### EXERCISE DATA
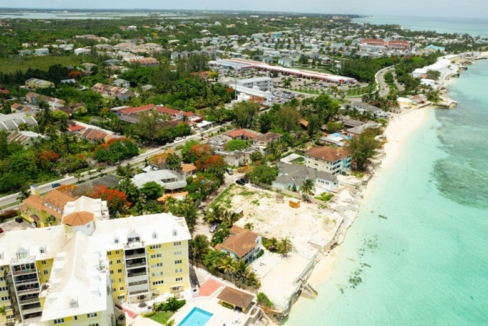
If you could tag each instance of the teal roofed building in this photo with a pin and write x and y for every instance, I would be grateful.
(433, 48)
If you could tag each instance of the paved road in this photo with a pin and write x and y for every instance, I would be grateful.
(380, 78)
(85, 176)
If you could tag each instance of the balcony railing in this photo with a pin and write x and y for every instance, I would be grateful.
(28, 301)
(24, 271)
(138, 292)
(137, 283)
(27, 281)
(28, 291)
(135, 255)
(137, 274)
(31, 310)
(129, 265)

### TASK REQUIREMENTS
Copy all the lines above word for word, leaving out the pictures.

### THE ANSWER
If you could tag each instance of the teal roofed building in this photo with a pin and write x and y for every instance, I would be grateful.
(433, 48)
If you could tag each instance of the paved road in this photo with a pin and write x and y for every instance, I would be grateful.
(380, 78)
(85, 176)
If you could tag each instance of the balcony railing in this photo with a pin and write x and y for every instance, I would be grateful.
(28, 301)
(24, 271)
(138, 292)
(137, 283)
(27, 281)
(28, 291)
(135, 255)
(137, 274)
(31, 310)
(129, 265)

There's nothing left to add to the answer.